> **What you are asked to do**: Extend the post about the test that leaks a thread since the switch to the async logger, picking up right after its final sentence.

Since the change to async logger, this test fails 100% of the time for me locally. steve_rowe confirmed that it fails for him too so it's not something weird in my environment.
Why there are no reports from Jenkins of this failure is a mystery.
The test succeeds, but there is a thread leak and the stack trace points to "lmax.disruptor" which is certainly a part of the async logging.
And why, if this is something generic, it doesn't fail many many tests is another mystery so I suspect it's something specific to the test, perhaps having to do with mocking the metric reporter, but that's a wild shot in the dark.
My working hypothesis is that "something isn't being closed/shutdown correctly", but that's...a little vague.

> **Extracted material**:
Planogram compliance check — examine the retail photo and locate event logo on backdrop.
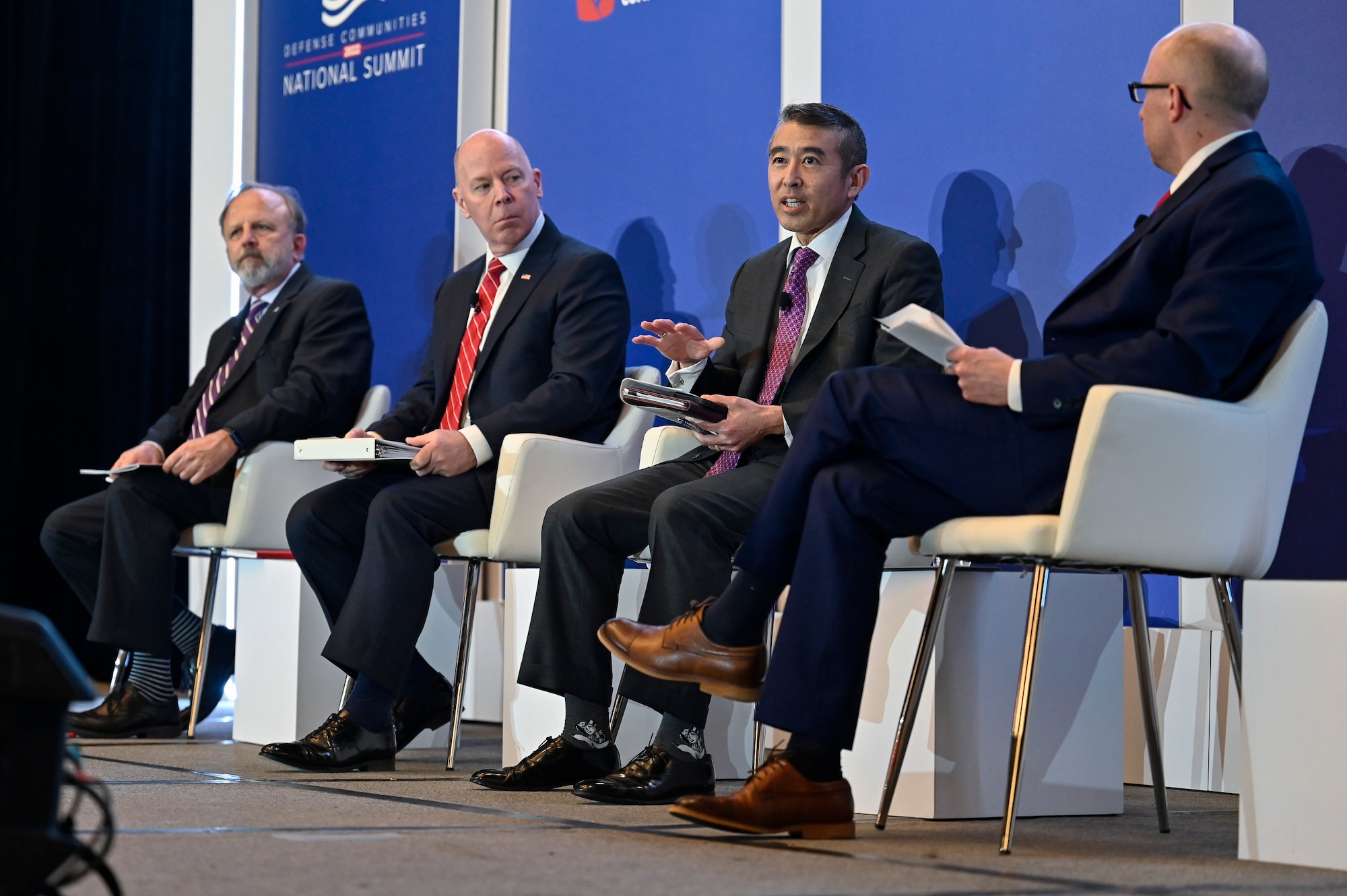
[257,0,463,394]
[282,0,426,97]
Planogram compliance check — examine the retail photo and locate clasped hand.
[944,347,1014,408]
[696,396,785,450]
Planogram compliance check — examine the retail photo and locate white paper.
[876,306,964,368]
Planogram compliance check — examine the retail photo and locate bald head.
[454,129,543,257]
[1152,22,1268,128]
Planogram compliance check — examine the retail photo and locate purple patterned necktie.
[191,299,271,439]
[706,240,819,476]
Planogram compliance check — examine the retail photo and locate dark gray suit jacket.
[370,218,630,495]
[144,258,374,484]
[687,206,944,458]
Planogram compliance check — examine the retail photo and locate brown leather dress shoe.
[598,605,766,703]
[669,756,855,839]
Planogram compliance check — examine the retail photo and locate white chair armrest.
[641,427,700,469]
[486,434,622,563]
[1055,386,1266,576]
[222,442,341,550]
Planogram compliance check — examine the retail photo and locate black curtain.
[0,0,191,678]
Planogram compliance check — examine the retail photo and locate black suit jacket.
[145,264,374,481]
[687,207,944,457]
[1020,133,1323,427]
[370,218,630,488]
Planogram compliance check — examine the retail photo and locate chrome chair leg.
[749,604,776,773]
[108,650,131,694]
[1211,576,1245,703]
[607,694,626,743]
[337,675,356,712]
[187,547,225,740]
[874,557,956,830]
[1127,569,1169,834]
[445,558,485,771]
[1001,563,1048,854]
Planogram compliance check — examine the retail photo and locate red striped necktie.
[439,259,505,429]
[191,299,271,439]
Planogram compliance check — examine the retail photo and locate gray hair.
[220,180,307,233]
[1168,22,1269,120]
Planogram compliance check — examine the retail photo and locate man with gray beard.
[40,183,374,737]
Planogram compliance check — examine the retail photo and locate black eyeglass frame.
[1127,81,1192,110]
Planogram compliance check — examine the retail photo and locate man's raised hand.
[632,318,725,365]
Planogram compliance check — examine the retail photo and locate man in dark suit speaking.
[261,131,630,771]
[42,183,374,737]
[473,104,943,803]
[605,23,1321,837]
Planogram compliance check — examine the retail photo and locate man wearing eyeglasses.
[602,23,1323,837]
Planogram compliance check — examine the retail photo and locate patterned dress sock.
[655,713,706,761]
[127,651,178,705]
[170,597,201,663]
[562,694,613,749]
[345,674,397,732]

> **Output of the task**:
Sep 04, 2018 9:38:00 AM com.carrotsearch.randomizedtesting.ThreadLeakControl checkThreadLeaks WARNING: Will linger awaiting termination of 1 leaked thread(s). Sep 04, 2018 9:38:20 AM com.carrotsearch.randomizedtesting.ThreadLeakControl checkThreadLeaks SEVERE: 1 thread leaked from SUITE scope at org.apache.solr.metrics.SolrMetricReporterTest: 1) Thread[id=14, name=Log4j2-TF-1-AsyncLoggerConfig--1, state=TIMED_WAITING, group=TGRP-SolrMetricReporterTest] at sun.misc.Unsafe.park(Native Method) at java.util.concurrent.locks.LockSupport.parkNanos(LockSupport.java:215) at java.util.concurrent.locks.AbstractQueuedSynchronizer$ConditionObject.awaitNanos(AbstractQueuedSynchronizer.java:2078) at com.lmax.disruptor.TimeoutBlockingWaitStrategy.waitFor(TimeoutBlockingWaitStrategy.java:38) at com.lmax.disruptor.ProcessingSequenceBarrier.waitFor(ProcessingSequenceBarrier.java:56) at com.lmax.disruptor.BatchEventProcessor.run(BatchEventProcessor.java:128) at java.lang.Thread.run(Thread.java:748)